Reproduce the records below with each "segmenter" swapped for "annotator", changing nothing else.
╭─ DATA LISTING
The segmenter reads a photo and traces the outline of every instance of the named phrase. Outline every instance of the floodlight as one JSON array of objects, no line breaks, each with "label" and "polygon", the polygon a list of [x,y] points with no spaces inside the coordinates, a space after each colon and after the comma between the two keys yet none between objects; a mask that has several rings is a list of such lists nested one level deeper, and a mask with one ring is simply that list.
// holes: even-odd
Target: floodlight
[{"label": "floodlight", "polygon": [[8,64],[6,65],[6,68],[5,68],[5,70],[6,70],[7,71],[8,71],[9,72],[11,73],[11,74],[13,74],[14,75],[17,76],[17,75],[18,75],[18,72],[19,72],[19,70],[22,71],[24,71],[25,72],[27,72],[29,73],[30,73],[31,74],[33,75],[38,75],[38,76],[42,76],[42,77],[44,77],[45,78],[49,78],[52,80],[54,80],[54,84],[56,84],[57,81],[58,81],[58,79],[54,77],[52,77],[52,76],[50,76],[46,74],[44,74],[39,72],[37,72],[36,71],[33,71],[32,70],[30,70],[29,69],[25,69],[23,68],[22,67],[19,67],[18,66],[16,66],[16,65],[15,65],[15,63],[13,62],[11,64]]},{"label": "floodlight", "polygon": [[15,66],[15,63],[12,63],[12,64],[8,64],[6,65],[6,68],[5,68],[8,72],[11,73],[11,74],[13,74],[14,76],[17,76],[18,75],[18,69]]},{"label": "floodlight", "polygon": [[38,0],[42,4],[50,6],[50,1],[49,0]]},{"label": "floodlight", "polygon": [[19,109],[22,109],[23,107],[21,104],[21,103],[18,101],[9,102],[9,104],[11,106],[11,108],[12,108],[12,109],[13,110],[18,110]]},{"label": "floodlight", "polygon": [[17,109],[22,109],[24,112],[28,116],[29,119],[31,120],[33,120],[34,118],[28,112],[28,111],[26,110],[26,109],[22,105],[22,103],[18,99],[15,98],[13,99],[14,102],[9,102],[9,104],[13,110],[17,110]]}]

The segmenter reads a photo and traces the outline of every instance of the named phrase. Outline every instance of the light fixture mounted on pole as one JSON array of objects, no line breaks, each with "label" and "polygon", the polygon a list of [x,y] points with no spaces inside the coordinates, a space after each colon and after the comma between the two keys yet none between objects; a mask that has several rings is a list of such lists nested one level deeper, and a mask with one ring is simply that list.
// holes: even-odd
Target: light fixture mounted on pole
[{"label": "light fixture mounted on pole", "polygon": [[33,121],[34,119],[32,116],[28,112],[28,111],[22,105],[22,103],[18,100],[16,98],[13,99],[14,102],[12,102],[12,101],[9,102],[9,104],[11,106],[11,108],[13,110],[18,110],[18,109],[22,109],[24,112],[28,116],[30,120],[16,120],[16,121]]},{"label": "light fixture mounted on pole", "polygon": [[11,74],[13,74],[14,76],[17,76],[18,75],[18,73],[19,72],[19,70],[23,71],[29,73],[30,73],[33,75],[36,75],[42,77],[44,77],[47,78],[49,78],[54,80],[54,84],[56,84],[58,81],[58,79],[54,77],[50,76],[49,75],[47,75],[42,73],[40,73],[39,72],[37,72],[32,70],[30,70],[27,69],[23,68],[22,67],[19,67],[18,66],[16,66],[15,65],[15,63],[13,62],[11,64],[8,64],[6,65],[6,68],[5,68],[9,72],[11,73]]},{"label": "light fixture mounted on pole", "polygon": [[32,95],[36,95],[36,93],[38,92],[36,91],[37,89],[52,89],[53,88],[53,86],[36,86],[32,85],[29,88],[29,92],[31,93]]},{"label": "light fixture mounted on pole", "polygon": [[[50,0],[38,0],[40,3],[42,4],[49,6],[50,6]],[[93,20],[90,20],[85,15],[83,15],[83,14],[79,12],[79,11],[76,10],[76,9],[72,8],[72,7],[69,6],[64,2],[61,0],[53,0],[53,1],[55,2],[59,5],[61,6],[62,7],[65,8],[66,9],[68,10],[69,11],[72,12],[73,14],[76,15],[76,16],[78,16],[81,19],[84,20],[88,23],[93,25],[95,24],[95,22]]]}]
╰─
- _SOLUTION TO THE PROBLEM_
The annotator reads a photo and traces the outline of every instance of the named phrase. Outline every instance of the floodlight as one JSON array of objects, no line breaks, each with "label" and "polygon", the polygon a list of [x,y] points with no spaces inside the coordinates, a space after each colon and after the comma between the two keys yet none between objects; a mask that has several rings is a list of such lists nested one level deeper, and a mask with one ring is simply that list.
// holes: even-odd
Target: floodlight
[{"label": "floodlight", "polygon": [[8,64],[6,65],[6,68],[5,68],[5,70],[6,70],[7,71],[8,71],[9,72],[11,73],[11,74],[13,74],[14,75],[17,76],[17,75],[18,75],[18,72],[19,72],[19,70],[22,71],[24,71],[25,72],[27,72],[29,73],[30,73],[31,74],[33,75],[38,75],[38,76],[42,76],[42,77],[44,77],[45,78],[49,78],[52,80],[54,80],[54,84],[56,84],[57,81],[58,81],[58,79],[54,77],[52,77],[52,76],[50,76],[46,74],[44,74],[39,72],[37,72],[36,71],[33,71],[32,70],[30,70],[29,69],[25,69],[23,68],[22,67],[19,67],[18,66],[16,66],[16,65],[15,65],[15,63],[13,62],[11,64]]},{"label": "floodlight", "polygon": [[15,66],[15,63],[12,63],[12,64],[8,64],[6,65],[6,68],[5,68],[8,72],[11,73],[11,74],[13,74],[14,76],[17,76],[18,75],[18,69]]},{"label": "floodlight", "polygon": [[38,0],[42,4],[50,6],[50,1],[49,0]]},{"label": "floodlight", "polygon": [[19,109],[22,109],[23,107],[21,104],[21,103],[18,101],[9,102],[9,104],[11,106],[11,108],[12,108],[12,109],[13,110],[18,110]]},{"label": "floodlight", "polygon": [[17,109],[22,109],[24,112],[28,116],[29,119],[31,120],[33,120],[34,118],[28,112],[28,111],[26,110],[26,109],[22,105],[22,103],[18,99],[15,98],[13,99],[14,102],[9,102],[9,104],[13,110],[17,110]]}]

The annotator reads a photo and traces the outline of every instance of the named phrase. Outline every instance of the light fixture mounted on pole as one JSON array of objects, no line breaks, each with "label" and "polygon", the polygon a list of [x,y] points with no spaces inside the coordinates, a space after each colon and after the comma between the two keys yet none between objects; a mask that has several rings is a list of such lists nested one level deeper, and a mask with one ring is simply that list.
// holes: even-odd
Target: light fixture mounted on pole
[{"label": "light fixture mounted on pole", "polygon": [[33,121],[34,119],[32,116],[28,112],[28,111],[22,105],[22,103],[18,100],[16,98],[13,99],[14,102],[12,102],[12,101],[9,102],[9,104],[11,106],[11,108],[13,110],[18,110],[18,109],[22,109],[24,112],[28,116],[30,120],[16,120],[16,121]]},{"label": "light fixture mounted on pole", "polygon": [[11,74],[13,74],[14,76],[17,76],[18,75],[18,73],[19,72],[19,70],[23,71],[29,73],[30,73],[33,75],[36,75],[42,77],[44,77],[47,78],[49,78],[54,80],[54,84],[56,84],[58,81],[58,79],[54,77],[50,76],[49,75],[47,75],[42,73],[40,73],[39,72],[37,72],[32,70],[30,70],[27,69],[23,68],[22,67],[19,67],[18,66],[16,66],[15,65],[15,63],[13,62],[11,64],[8,64],[6,65],[6,68],[5,68],[9,72],[11,73]]},{"label": "light fixture mounted on pole", "polygon": [[32,95],[36,95],[36,93],[38,92],[36,91],[37,89],[52,89],[53,88],[53,86],[36,86],[32,85],[29,88],[29,92],[31,93]]},{"label": "light fixture mounted on pole", "polygon": [[[50,0],[38,0],[40,3],[42,4],[49,6],[50,6]],[[93,20],[90,20],[85,15],[83,15],[83,14],[79,12],[79,11],[76,10],[76,9],[72,8],[72,7],[69,6],[64,2],[61,0],[53,0],[53,1],[55,2],[59,5],[61,6],[62,7],[65,8],[66,9],[68,10],[69,11],[72,12],[73,14],[76,15],[76,16],[78,16],[81,19],[84,20],[88,23],[93,25],[95,24],[95,22]]]}]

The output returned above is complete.